[Start of Attachment]

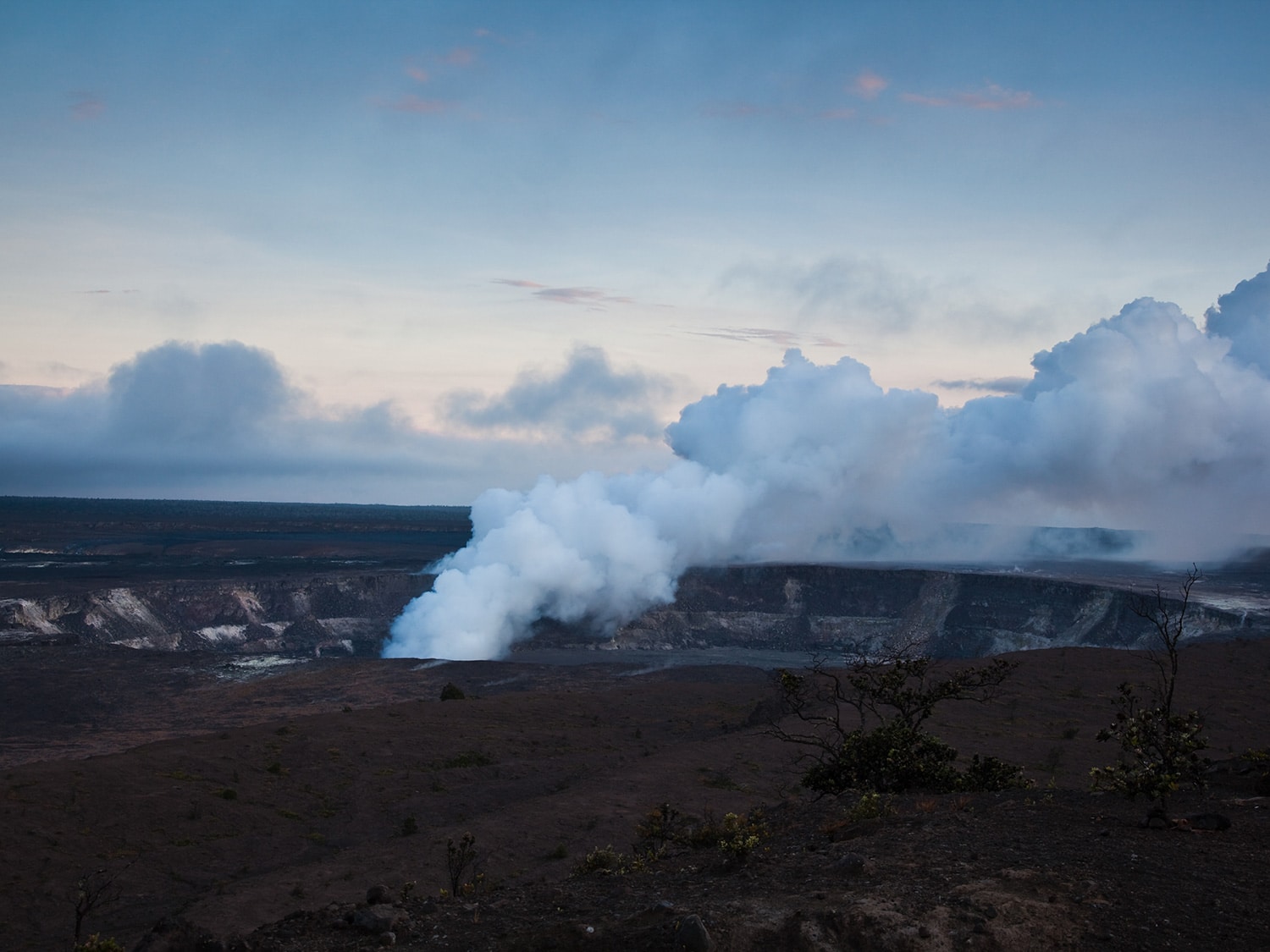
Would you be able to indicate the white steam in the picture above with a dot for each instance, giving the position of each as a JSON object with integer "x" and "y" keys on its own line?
{"x": 1143, "y": 421}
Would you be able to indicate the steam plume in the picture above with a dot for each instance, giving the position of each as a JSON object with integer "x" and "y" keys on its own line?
{"x": 1143, "y": 421}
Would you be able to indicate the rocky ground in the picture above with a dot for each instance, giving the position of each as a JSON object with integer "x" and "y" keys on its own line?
{"x": 276, "y": 802}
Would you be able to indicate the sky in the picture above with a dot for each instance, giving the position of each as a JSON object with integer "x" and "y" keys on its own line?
{"x": 394, "y": 251}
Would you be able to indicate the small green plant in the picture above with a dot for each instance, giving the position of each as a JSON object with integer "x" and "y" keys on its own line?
{"x": 460, "y": 857}
{"x": 660, "y": 827}
{"x": 93, "y": 890}
{"x": 888, "y": 751}
{"x": 602, "y": 861}
{"x": 98, "y": 944}
{"x": 1160, "y": 746}
{"x": 742, "y": 834}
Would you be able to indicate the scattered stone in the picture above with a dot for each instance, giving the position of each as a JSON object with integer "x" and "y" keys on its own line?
{"x": 178, "y": 936}
{"x": 848, "y": 865}
{"x": 375, "y": 919}
{"x": 1206, "y": 822}
{"x": 693, "y": 936}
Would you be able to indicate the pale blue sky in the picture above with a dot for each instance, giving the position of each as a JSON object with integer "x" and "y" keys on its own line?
{"x": 403, "y": 201}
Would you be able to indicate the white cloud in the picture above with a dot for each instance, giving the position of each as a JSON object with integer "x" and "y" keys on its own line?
{"x": 1143, "y": 421}
{"x": 223, "y": 421}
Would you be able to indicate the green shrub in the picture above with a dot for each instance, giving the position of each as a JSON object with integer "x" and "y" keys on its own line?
{"x": 741, "y": 835}
{"x": 1160, "y": 746}
{"x": 898, "y": 696}
{"x": 602, "y": 861}
{"x": 889, "y": 759}
{"x": 97, "y": 944}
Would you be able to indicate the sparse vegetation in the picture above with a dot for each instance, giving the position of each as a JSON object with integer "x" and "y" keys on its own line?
{"x": 1160, "y": 746}
{"x": 460, "y": 858}
{"x": 741, "y": 835}
{"x": 452, "y": 692}
{"x": 98, "y": 944}
{"x": 883, "y": 748}
{"x": 469, "y": 758}
{"x": 93, "y": 890}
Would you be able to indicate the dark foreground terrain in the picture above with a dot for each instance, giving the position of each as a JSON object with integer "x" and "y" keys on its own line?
{"x": 195, "y": 729}
{"x": 277, "y": 801}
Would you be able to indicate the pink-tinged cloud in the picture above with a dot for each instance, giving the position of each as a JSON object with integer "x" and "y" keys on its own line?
{"x": 86, "y": 106}
{"x": 868, "y": 85}
{"x": 992, "y": 98}
{"x": 517, "y": 282}
{"x": 784, "y": 338}
{"x": 581, "y": 296}
{"x": 411, "y": 103}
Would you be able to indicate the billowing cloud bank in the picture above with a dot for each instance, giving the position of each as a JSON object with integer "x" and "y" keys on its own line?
{"x": 221, "y": 421}
{"x": 1143, "y": 421}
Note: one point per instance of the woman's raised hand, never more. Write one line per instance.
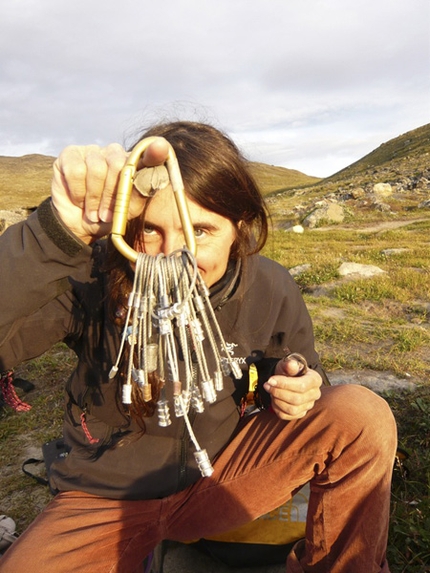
(85, 182)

[End of Attachment]

EXERCISE OBJECTIVE: Return the records above in their entirety, word for word, with the pictures removed.

SOLUTION:
Would you be able to indicate the white steam in the picture above with a dot for each instance, giving the position of each as a JSON object with integer "x" and "y" keys on its own line?
{"x": 1143, "y": 421}
Would you be able to indicate the steam plume in the picture above with a dot for each instance, giving the position of each as a JSON object with integer "x" and "y" keys on its own line?
{"x": 1143, "y": 421}
Would you be able to indicate the rocky ground in the picture above with a dot for each instance, giving the position of each as a JSON object with integer "x" and "y" keys on its own line?
{"x": 276, "y": 802}
Would you be able to indicate the sky in the picture above with a dot for each instance, giving the position of each as a JSON object with integer "x" and "y" keys on its own line?
{"x": 394, "y": 251}
Would you be able to indicate the small green plant in the picture above with a dot for each instance, giving the position of each as a JSON object with integer "x" and "y" keys on its own line?
{"x": 460, "y": 857}
{"x": 660, "y": 827}
{"x": 93, "y": 890}
{"x": 888, "y": 751}
{"x": 602, "y": 861}
{"x": 98, "y": 944}
{"x": 1160, "y": 746}
{"x": 742, "y": 834}
Would you be able to indicate the scattered stone in the picture above with a dot for each instance, giving the position of each as a JSON object with integer "x" and "y" keys on its own line?
{"x": 178, "y": 936}
{"x": 848, "y": 865}
{"x": 375, "y": 919}
{"x": 1206, "y": 822}
{"x": 693, "y": 936}
Would you be able to indicate the pale blue sky in the picture above with a dot for each instance, giving the position of each as a JSON object with integer "x" and "y" keys on its own line?
{"x": 403, "y": 201}
Would you be able to indicate the white cloud in the picture above with a dot for each instance, giving the position of each as a JSON object with integer "x" and "y" keys on its own line?
{"x": 1143, "y": 421}
{"x": 223, "y": 421}
Would you be able to indicate the green shrub in the picture above with a dot for each instance, giving the position of each as a JSON object with integer "x" and "y" keys on its own line?
{"x": 741, "y": 835}
{"x": 1160, "y": 746}
{"x": 898, "y": 696}
{"x": 602, "y": 861}
{"x": 889, "y": 759}
{"x": 97, "y": 944}
Would you be able to indicate the sparse vegetation in the picture above with a dot for each instance, giving the position of each as a JSON object with integer "x" and "y" keys on its own line?
{"x": 1160, "y": 746}
{"x": 460, "y": 858}
{"x": 741, "y": 835}
{"x": 452, "y": 692}
{"x": 98, "y": 944}
{"x": 883, "y": 748}
{"x": 469, "y": 758}
{"x": 93, "y": 890}
Would you be able to indicate the dark foreground terrain in the picture above with a dot for each instance, giving the position of each as a JSON object with integer "x" and "y" keys on its own line?
{"x": 195, "y": 729}
{"x": 277, "y": 801}
Would you be able to indicate the pink-tinged cloud in the picture above with a dot for each instance, giving the position of each as a JSON object with integer "x" and "y" keys on its own line?
{"x": 86, "y": 106}
{"x": 868, "y": 85}
{"x": 992, "y": 98}
{"x": 517, "y": 282}
{"x": 784, "y": 338}
{"x": 581, "y": 296}
{"x": 411, "y": 103}
Would you be able to indicate the billowing cloud bank in the picture above with a dot for each instance, giving the position of each as a JSON object with integer "x" and "y" keys on its own line?
{"x": 221, "y": 421}
{"x": 1143, "y": 421}
Note: one point per instance of the woman's raised hand, never more. Write one line per instance.
(85, 182)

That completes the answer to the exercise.